Demande fournie:
Remplace « Identify » par « Locate » dans tous les enregistrements ci-dessous, puis recopie-les sans aucune autre modification et sans les images.

Enregistrements de travail:
******************************

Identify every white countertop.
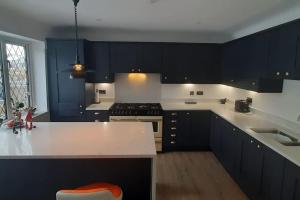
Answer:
[0,122,156,158]
[161,101,300,167]
[86,101,114,110]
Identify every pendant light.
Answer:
[70,0,86,79]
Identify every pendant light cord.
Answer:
[74,2,80,63]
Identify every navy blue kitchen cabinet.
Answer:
[110,42,162,73]
[221,120,244,181]
[47,39,93,121]
[163,111,211,151]
[177,111,211,150]
[163,111,179,151]
[294,30,300,80]
[161,43,221,84]
[281,161,300,200]
[238,134,264,200]
[257,147,286,200]
[269,21,300,79]
[86,42,114,83]
[222,32,283,93]
[210,114,223,159]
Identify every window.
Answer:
[0,38,31,119]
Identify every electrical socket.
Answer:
[197,91,204,95]
[99,90,106,94]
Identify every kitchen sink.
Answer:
[251,128,300,146]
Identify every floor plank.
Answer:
[156,152,248,200]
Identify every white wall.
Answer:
[115,74,161,103]
[161,80,300,122]
[29,41,48,113]
[0,6,51,40]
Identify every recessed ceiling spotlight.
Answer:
[148,0,159,4]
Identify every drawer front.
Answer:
[163,111,179,150]
[86,110,109,122]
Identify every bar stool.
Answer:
[56,183,123,200]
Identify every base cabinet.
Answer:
[163,111,211,151]
[238,134,264,200]
[257,147,286,200]
[210,114,300,200]
[281,161,300,200]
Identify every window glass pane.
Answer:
[5,43,30,107]
[0,51,6,119]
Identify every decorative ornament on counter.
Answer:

******************************

Sortie complète:
Locate every white countertop.
Answer:
[0,122,156,158]
[161,101,300,167]
[86,101,114,110]
Locate every pendant light.
Answer:
[70,0,86,79]
Locate every pendant light cord.
Answer:
[74,2,80,63]
Locate every navy blue kitchen cabinet.
Answer:
[110,42,162,73]
[221,120,244,181]
[47,39,93,121]
[163,111,211,151]
[177,111,211,150]
[163,111,179,151]
[294,30,300,80]
[161,43,221,84]
[281,161,300,200]
[238,134,264,200]
[257,147,286,200]
[269,21,300,79]
[86,42,114,83]
[222,32,283,93]
[210,114,223,159]
Locate every window.
Answer:
[0,38,31,119]
Locate every electrical socket.
Answer:
[197,91,204,95]
[99,90,106,94]
Locate every kitchen sink.
Answer:
[251,128,300,146]
Locate every floor plank.
Answer:
[156,152,248,200]
Locate every white wall.
Answer:
[115,74,161,103]
[161,80,300,122]
[29,41,48,113]
[0,6,51,40]
Locate every recessed ceiling spotlight.
Answer:
[148,0,159,4]
Locate every drawer front.
Answer:
[163,111,179,150]
[86,110,109,122]
Locate every bar stool.
Answer:
[56,183,123,200]
Locate every base cabinet.
Answer:
[163,111,211,151]
[238,134,264,200]
[257,147,286,200]
[210,114,300,200]
[281,161,300,200]
Locate every window glass pane.
Answer:
[5,43,30,107]
[0,51,6,119]
Locate every decorative ornament on counter.
Answer:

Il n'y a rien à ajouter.